Working parents: Your rights if there’s a coronavirus outbreak at school
Pupils in England have returned to ‘covid-secure’ schools, freeing up parents to return to the office.
But just weeks in to the ‘new normal’, thousands of children have been sent home after coronavirus outbreaks at schools.
With this new level of disruption, what are parents’ rights when it comes to time off and pay as children are kept at home to self-isolate?
Kate Palmer, associate director of HR advisory at Peninsula explains the situation…
The government has made clear that a parent will not be classed as ‘self-isolating’ even if their child has been asked to do so unless their child:
- exhibits symptoms or tests positive for the coronavirus
- they are experiencing symptoms or have tested positive
- they have returned from a non-quarantine exempt country abroad
- or they have been told by the NHS to self-isolate.
The normal rules on self-isolation will apply if a parent is self-isolating. Statutory Sick Pay (SSP) will be payable to eligible employees, regardless of an individual’s parental status, except in cases where self-isolation is necessary as a result of travel to a non-quarantine exempt country.
Where a parent is not self-isolating, they are legally entitled to unpaid time off for dependants. The employment right to this time off is intended to be for unforeseen emergencies only, of which the coronavirus will likely fall under. The law stipulates that time off for dependants can be taken specifically where a dependant has either fallen ill, is injured, or is assaulted.

Image point grounding data

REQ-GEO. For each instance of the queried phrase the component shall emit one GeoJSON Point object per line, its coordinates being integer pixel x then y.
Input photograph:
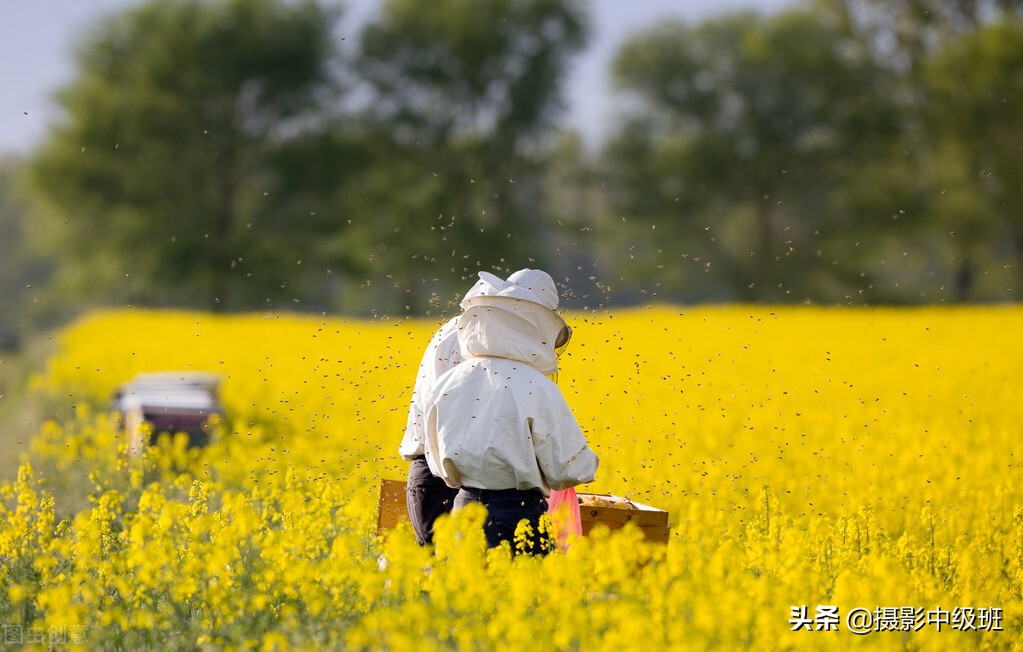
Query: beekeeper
{"type": "Point", "coordinates": [427, 495]}
{"type": "Point", "coordinates": [496, 426]}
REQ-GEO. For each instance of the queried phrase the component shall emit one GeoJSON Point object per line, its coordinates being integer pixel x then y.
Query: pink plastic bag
{"type": "Point", "coordinates": [564, 510]}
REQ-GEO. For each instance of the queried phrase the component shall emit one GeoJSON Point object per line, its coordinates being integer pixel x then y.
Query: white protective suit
{"type": "Point", "coordinates": [443, 352]}
{"type": "Point", "coordinates": [496, 421]}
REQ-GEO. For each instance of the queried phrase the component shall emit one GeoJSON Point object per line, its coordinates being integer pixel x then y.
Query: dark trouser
{"type": "Point", "coordinates": [505, 508]}
{"type": "Point", "coordinates": [427, 497]}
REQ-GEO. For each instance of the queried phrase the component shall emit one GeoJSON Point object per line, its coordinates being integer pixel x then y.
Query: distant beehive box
{"type": "Point", "coordinates": [169, 401]}
{"type": "Point", "coordinates": [594, 509]}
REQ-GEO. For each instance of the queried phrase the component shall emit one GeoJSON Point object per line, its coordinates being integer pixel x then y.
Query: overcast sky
{"type": "Point", "coordinates": [37, 39]}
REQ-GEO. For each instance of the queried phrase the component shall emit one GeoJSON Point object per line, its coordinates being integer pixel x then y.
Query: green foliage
{"type": "Point", "coordinates": [975, 91]}
{"type": "Point", "coordinates": [747, 129]}
{"type": "Point", "coordinates": [462, 94]}
{"type": "Point", "coordinates": [163, 180]}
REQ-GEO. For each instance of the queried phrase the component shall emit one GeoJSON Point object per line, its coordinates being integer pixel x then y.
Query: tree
{"type": "Point", "coordinates": [975, 123]}
{"type": "Point", "coordinates": [165, 182]}
{"type": "Point", "coordinates": [744, 130]}
{"type": "Point", "coordinates": [461, 95]}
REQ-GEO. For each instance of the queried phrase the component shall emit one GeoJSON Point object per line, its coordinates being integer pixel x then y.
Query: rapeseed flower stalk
{"type": "Point", "coordinates": [806, 457]}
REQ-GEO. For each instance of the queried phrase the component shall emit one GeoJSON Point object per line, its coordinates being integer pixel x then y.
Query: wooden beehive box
{"type": "Point", "coordinates": [651, 521]}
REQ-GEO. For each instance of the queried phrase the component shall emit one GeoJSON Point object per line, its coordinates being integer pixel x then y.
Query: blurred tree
{"type": "Point", "coordinates": [743, 131]}
{"type": "Point", "coordinates": [975, 122]}
{"type": "Point", "coordinates": [11, 261]}
{"type": "Point", "coordinates": [950, 211]}
{"type": "Point", "coordinates": [169, 180]}
{"type": "Point", "coordinates": [462, 94]}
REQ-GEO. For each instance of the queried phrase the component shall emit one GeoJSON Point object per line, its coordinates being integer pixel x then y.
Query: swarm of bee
{"type": "Point", "coordinates": [592, 500]}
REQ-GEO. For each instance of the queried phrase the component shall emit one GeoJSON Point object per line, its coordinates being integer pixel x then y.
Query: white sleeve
{"type": "Point", "coordinates": [562, 451]}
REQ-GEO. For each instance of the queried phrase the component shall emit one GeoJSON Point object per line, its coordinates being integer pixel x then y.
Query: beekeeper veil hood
{"type": "Point", "coordinates": [516, 320]}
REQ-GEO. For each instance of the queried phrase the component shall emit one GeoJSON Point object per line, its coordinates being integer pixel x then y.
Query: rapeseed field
{"type": "Point", "coordinates": [835, 478]}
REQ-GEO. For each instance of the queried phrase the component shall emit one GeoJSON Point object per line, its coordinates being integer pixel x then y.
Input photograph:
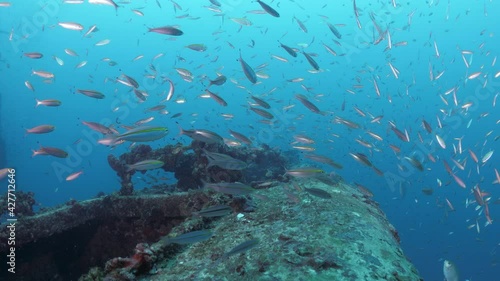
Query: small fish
{"type": "Point", "coordinates": [303, 99]}
{"type": "Point", "coordinates": [43, 74]}
{"type": "Point", "coordinates": [139, 134]}
{"type": "Point", "coordinates": [318, 193]}
{"type": "Point", "coordinates": [56, 152]}
{"type": "Point", "coordinates": [450, 271]}
{"type": "Point", "coordinates": [262, 112]}
{"type": "Point", "coordinates": [73, 176]}
{"type": "Point", "coordinates": [145, 165]}
{"type": "Point", "coordinates": [29, 86]}
{"type": "Point", "coordinates": [220, 80]}
{"type": "Point", "coordinates": [104, 2]}
{"type": "Point", "coordinates": [311, 61]}
{"type": "Point", "coordinates": [268, 9]}
{"type": "Point", "coordinates": [217, 98]}
{"type": "Point", "coordinates": [91, 93]}
{"type": "Point", "coordinates": [224, 161]}
{"type": "Point", "coordinates": [197, 47]}
{"type": "Point", "coordinates": [205, 136]}
{"type": "Point", "coordinates": [71, 25]}
{"type": "Point", "coordinates": [415, 163]}
{"type": "Point", "coordinates": [334, 30]}
{"type": "Point", "coordinates": [323, 159]}
{"type": "Point", "coordinates": [441, 142]}
{"type": "Point", "coordinates": [98, 127]}
{"type": "Point", "coordinates": [304, 172]}
{"type": "Point", "coordinates": [487, 156]}
{"type": "Point", "coordinates": [47, 102]}
{"type": "Point", "coordinates": [33, 55]}
{"type": "Point", "coordinates": [103, 42]}
{"type": "Point", "coordinates": [42, 129]}
{"type": "Point", "coordinates": [249, 73]}
{"type": "Point", "coordinates": [240, 137]}
{"type": "Point", "coordinates": [261, 102]}
{"type": "Point", "coordinates": [243, 247]}
{"type": "Point", "coordinates": [167, 30]}
{"type": "Point", "coordinates": [289, 50]}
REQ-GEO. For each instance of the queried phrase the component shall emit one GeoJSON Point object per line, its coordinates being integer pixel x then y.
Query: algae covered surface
{"type": "Point", "coordinates": [301, 236]}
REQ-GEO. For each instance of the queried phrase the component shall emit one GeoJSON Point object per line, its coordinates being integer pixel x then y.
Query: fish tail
{"type": "Point", "coordinates": [181, 131]}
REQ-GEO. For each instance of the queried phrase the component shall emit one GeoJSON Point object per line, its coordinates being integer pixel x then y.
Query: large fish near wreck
{"type": "Point", "coordinates": [249, 73]}
{"type": "Point", "coordinates": [139, 134]}
{"type": "Point", "coordinates": [450, 271]}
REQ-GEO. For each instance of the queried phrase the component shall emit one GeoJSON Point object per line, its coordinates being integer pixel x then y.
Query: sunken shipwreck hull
{"type": "Point", "coordinates": [301, 229]}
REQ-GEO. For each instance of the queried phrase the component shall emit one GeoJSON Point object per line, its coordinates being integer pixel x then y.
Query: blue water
{"type": "Point", "coordinates": [429, 232]}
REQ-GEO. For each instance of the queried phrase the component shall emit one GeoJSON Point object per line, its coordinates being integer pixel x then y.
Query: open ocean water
{"type": "Point", "coordinates": [409, 85]}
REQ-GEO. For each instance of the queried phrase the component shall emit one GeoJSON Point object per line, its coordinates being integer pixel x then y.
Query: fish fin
{"type": "Point", "coordinates": [129, 168]}
{"type": "Point", "coordinates": [181, 131]}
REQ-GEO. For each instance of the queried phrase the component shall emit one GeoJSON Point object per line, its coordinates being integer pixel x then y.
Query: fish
{"type": "Point", "coordinates": [4, 172]}
{"type": "Point", "coordinates": [56, 152]}
{"type": "Point", "coordinates": [268, 9]}
{"type": "Point", "coordinates": [262, 112]}
{"type": "Point", "coordinates": [361, 158]}
{"type": "Point", "coordinates": [98, 127]}
{"type": "Point", "coordinates": [318, 192]}
{"type": "Point", "coordinates": [334, 30]}
{"type": "Point", "coordinates": [43, 74]}
{"type": "Point", "coordinates": [487, 156]}
{"type": "Point", "coordinates": [311, 61]}
{"type": "Point", "coordinates": [261, 102]}
{"type": "Point", "coordinates": [441, 142]}
{"type": "Point", "coordinates": [205, 136]}
{"type": "Point", "coordinates": [145, 165]}
{"type": "Point", "coordinates": [301, 25]}
{"type": "Point", "coordinates": [289, 50]}
{"type": "Point", "coordinates": [139, 134]}
{"type": "Point", "coordinates": [131, 82]}
{"type": "Point", "coordinates": [224, 161]}
{"type": "Point", "coordinates": [91, 93]}
{"type": "Point", "coordinates": [48, 102]}
{"type": "Point", "coordinates": [74, 175]}
{"type": "Point", "coordinates": [324, 159]}
{"type": "Point", "coordinates": [166, 30]}
{"type": "Point", "coordinates": [197, 47]}
{"type": "Point", "coordinates": [189, 237]}
{"type": "Point", "coordinates": [220, 80]}
{"type": "Point", "coordinates": [104, 2]}
{"type": "Point", "coordinates": [33, 55]}
{"type": "Point", "coordinates": [249, 73]}
{"type": "Point", "coordinates": [240, 137]}
{"type": "Point", "coordinates": [305, 172]}
{"type": "Point", "coordinates": [217, 98]}
{"type": "Point", "coordinates": [71, 25]}
{"type": "Point", "coordinates": [42, 129]}
{"type": "Point", "coordinates": [303, 99]}
{"type": "Point", "coordinates": [29, 86]}
{"type": "Point", "coordinates": [450, 271]}
{"type": "Point", "coordinates": [103, 42]}
{"type": "Point", "coordinates": [240, 248]}
{"type": "Point", "coordinates": [171, 90]}
{"type": "Point", "coordinates": [415, 163]}
{"type": "Point", "coordinates": [215, 3]}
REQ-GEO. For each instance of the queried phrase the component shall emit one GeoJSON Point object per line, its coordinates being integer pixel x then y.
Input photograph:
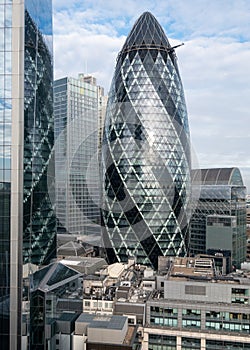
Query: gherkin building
{"type": "Point", "coordinates": [146, 151]}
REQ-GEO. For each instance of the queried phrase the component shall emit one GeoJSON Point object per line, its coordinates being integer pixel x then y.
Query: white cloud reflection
{"type": "Point", "coordinates": [214, 62]}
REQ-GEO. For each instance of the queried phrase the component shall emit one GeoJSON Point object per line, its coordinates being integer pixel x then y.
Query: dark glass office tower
{"type": "Point", "coordinates": [27, 223]}
{"type": "Point", "coordinates": [146, 152]}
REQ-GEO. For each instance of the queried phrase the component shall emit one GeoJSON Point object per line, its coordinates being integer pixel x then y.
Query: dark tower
{"type": "Point", "coordinates": [146, 151]}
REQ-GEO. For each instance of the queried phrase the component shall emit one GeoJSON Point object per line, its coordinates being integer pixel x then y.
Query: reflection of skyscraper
{"type": "Point", "coordinates": [27, 221]}
{"type": "Point", "coordinates": [146, 155]}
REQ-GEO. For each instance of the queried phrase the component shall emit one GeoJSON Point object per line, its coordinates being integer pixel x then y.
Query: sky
{"type": "Point", "coordinates": [214, 63]}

● **Study questions**:
[A] In the article on working parents' rights during school coronavirus outbreaks, what is a parent who is not self-isolating legally entitled to?
[B] For each statement, say whether it agrees with the article on working parents' rights during school coronavirus outbreaks, and quote the words that decide it: (i) Statutory Sick Pay is payable to eligible employees whether or not they are parents. (ii) The right to time off for dependants is intended for planned absences. (iii) A parent is classed as self-isolating whenever their child has been asked to self-isolate.
[C] Carry on the article on working parents' rights during school coronavirus outbreaks from the point where it stops.

● **Responses for each task**:
[A] Unpaid time off for dependants.

[B]
(i) Yes: "Statutory Sick Pay (SSP) will be payable to eligible employees, regardless of an individual’s parental status"
(ii) No: "intended to be for unforeseen emergencies only"
(iii) No: "a parent will not be classed as ‘self-isolating’ even if their child has been asked to do so unless their child:"

[C]
Other qualifying criteria include to make arrangements for the provision of care, or such arrangement has been disrupted, in the case of the death of a dependant, or where there has been an unexpected incident involving the dependant at school. Currently, there is no qualifying service period required to entitle an employee to take time off work of this nature so employees who have just started a new role can still take this time off.
If parents are to take time off for dependants they should be aware that, aside from the fact it is unpaid, they are required to inform their employer as soon as reasonably practicable about the absence, the reason for it and the anticipated length, which employers should not reasonably refuse.
This is unless, as set out by law, it is not necessary to take the time off or where the amount of time off proposed is unreasonable. The government advises that the length of time should not usually be more than two days. Ultimately though, employers should consider the coronavirus situation when establishing principles around a ‘reasonable’ amount of time.
Alternatively, employees should talk to their boss about how an extended period of time off will be dealt with. It may be that employees can work from home where possible, or a temporary period of other flexible working options are arranged.